+++ Extracted text +++

He chewed me out for not taking notes, as predicted. He took the bait. I said, “I have it all in my head.” I knew he would call me out and have me recite the list. The next day, he turned to me in the middle of his lecture and had the biggest smug smile. “So, what were those items from yesterday?” I immediately proceeded to list them in order without hesitation. Then listed them backward. His smile grew bigger and bigger, and the rest of the class was cracking up!
31. The Google Boys
Astronomer here! If we were to just meet on the street, you probably wouldn’t guess I was a scientist since I am a woman who enjoys dresses when the weather is nice. This was doubly true when I was a few years younger in my 20s and single. At the end of college, I was doing a summer internship in Mountain View, California where if you went out there’d be a lot of Google boys.
They would literally sometimes wear “Google” shirts so you’d know. I remember getting stuck chatting with one, and when he asked my major, he sneered at me saying, “D you really know the subject?” He asked me if I knew what the Heisenberg Uncertainty principle was, and I explained it in great detail. When I later explained his 20 other questions, he said “it’s probably not so hard because they go easy on women because they don’t want to scare them off.”
Oh, but it gets better—he then he proceeded to tell me at length about a lecture he attended in Mountain View that he’d been lucky enough to visit, as a Google employee, by Jill Tarter who runs the SETI Institute. He even went as far as to tell me about the Allen Telescope Array they were building in northern California because I “might not know about it.”
I gave him a minute for his spiel, then proceeded to drop the mic—I actually was working for Jill that summer at the SETI Institute, on interference mitigation for the Allen Telescope Array. And did he want to hear what she was really like, or see some pictures from the ATA site? I’d also just met Frank Drake, and he was really nice! Oh man, was that guy not happy! But at least he stopped talking to me like right after.
32. Yes, I Do Know, Really
I’m a female mechanical engineer and I often get people working at Lowe’s, car shops, and dealerships talk down to me or say that I don’t understand basic concepts. For instance, a guy at Lowe’s swore up and down that bolt threading and pipe threading was the same thing. Another guy swore there were no diamond-tipped hole saws and tried to sell me a Dremel for the same job. I then found one in the tile section.
I’ve had mechanics swear up and down that my air filter in my car needed to be changed when I had just changed it weeks before, and my filter is circular and not square like the one they brought out to me. The best is the car salesmen though—they don’t seem to really care about my opinion, especially if my husband is there.
I’m usually the car buying decision-maker, but my husband also knows a ton about cars, and so they try to sell to him. It’s always hilarious. I usually just let them talk and clarify later with my husband because I’m not out to embarrass anybody.
33. The Kart Racer
Everyone thinks they are amazing at Mario Kart. They used to be good as a kid and think they still are. I played two to four hours every day in undergrad a couple of years ago. I raced in local and school tournaments and won most of the time. I was within seconds on several course records. I have every course memorized and know exactly when to break on every turn.
I don’t play much anymore, but anytime somebody sees my Mario Kart painting, they tell me how amazing they are. I’m happy to absolutely destroy them.

+++ Records provided +++

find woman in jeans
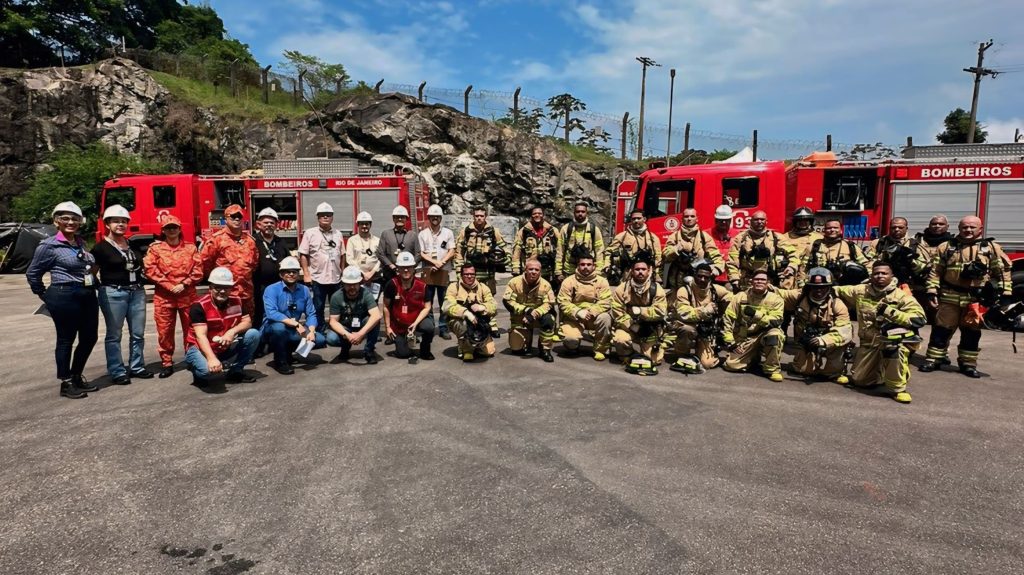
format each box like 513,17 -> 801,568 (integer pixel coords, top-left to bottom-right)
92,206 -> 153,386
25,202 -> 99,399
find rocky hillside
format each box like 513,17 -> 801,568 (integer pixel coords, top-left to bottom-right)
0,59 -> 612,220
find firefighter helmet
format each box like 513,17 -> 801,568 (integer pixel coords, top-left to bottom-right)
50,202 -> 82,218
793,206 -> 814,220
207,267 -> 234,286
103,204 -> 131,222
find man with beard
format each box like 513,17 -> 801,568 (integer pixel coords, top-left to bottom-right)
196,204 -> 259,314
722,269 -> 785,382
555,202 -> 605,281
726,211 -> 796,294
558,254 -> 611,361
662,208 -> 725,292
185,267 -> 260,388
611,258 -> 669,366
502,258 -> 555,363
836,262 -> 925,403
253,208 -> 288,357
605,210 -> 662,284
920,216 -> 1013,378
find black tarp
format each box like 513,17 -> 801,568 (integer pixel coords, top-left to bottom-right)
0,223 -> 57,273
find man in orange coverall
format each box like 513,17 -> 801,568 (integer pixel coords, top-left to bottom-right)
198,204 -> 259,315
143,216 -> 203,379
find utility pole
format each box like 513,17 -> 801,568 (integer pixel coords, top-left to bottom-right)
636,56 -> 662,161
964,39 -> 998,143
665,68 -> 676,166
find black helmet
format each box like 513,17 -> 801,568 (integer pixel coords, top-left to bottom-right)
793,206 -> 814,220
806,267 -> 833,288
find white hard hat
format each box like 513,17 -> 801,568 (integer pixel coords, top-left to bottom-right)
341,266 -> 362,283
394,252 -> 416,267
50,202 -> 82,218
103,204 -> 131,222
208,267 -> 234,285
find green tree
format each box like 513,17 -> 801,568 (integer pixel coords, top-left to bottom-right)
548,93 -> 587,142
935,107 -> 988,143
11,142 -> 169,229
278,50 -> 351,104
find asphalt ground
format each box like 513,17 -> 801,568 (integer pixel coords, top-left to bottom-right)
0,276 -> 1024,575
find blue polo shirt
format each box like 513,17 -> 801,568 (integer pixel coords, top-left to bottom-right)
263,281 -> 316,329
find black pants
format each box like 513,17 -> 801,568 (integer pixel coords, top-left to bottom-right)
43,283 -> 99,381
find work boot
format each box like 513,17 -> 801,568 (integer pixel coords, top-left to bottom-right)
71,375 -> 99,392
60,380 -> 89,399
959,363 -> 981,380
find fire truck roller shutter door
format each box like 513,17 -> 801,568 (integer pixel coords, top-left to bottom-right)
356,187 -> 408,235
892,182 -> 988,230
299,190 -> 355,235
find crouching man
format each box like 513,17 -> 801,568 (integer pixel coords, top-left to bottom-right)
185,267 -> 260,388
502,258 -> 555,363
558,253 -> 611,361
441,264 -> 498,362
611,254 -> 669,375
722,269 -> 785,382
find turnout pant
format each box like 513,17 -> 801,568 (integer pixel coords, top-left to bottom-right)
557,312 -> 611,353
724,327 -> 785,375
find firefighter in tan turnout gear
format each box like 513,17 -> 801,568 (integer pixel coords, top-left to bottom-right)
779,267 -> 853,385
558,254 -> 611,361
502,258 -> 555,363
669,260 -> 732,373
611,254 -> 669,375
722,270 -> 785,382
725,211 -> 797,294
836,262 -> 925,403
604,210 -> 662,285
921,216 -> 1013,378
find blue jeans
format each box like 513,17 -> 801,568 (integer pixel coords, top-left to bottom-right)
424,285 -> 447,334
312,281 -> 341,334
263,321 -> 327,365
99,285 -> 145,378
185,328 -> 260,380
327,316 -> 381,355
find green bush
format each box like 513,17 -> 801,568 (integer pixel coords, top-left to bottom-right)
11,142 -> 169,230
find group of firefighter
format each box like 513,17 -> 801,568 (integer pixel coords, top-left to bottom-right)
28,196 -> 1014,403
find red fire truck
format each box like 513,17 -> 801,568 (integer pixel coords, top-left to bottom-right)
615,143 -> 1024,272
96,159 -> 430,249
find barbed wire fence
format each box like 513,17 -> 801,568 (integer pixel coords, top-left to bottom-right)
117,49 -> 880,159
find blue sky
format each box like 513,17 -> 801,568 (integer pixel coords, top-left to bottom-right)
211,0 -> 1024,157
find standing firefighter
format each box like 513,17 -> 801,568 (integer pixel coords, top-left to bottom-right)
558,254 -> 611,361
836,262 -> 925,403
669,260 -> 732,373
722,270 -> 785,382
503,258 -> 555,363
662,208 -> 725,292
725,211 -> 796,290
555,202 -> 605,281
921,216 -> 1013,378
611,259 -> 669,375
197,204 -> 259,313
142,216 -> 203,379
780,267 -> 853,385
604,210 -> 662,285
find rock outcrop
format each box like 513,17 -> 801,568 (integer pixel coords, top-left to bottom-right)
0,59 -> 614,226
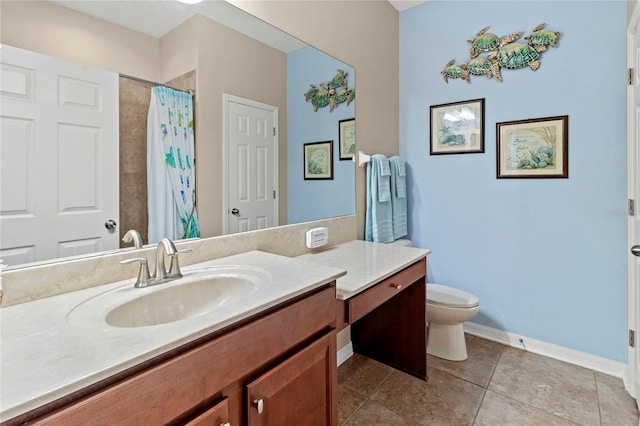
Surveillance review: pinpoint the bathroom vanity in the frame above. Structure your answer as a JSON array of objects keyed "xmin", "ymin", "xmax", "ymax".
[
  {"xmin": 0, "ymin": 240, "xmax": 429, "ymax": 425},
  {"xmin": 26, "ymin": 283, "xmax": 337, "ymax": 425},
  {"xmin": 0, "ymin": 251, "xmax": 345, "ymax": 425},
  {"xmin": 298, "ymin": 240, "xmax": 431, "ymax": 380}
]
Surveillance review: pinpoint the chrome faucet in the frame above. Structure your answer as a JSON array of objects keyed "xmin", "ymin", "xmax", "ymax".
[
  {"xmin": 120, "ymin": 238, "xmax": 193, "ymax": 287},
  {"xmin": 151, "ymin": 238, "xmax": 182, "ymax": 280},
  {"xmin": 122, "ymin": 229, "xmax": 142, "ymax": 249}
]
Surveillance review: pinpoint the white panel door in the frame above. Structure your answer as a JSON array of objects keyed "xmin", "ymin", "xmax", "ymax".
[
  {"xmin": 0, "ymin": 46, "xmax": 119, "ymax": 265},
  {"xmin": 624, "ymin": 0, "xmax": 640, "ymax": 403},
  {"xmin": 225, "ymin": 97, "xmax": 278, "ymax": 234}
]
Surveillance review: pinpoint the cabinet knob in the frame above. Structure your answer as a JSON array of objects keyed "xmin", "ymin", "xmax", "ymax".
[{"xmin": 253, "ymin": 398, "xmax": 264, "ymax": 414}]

+++

What is asked:
A – Repeat word for word the part of the anecdotes from "I’m usually the" to "to embarrass anybody.".
B – In the records, from the line with "find crouching man" to the line with "724,327 -> 785,375", rename "crouching man" as "kneeling man" and give back only those lines, with nothing else changed.
The anecdotes and the records have no connection to each other.

Answers for the exercise:
A –
I’m usually the car buying decision-maker, but my husband also knows a ton about cars, and so they try to sell to him. It’s always hilarious. I usually just let them talk and clarify later with my husband because I’m not out to embarrass anybody.

B –
find kneeling man
format each box like 513,17 -> 801,568 (integer pixel coords, top-left to bottom-right)
185,267 -> 260,388
502,258 -> 555,363
558,253 -> 611,361
441,264 -> 498,362
611,254 -> 669,375
722,269 -> 785,382
find turnout pant
format each box like 513,17 -> 801,568 (integer pixel coords, top-left to bottom-right)
557,312 -> 611,353
724,327 -> 785,375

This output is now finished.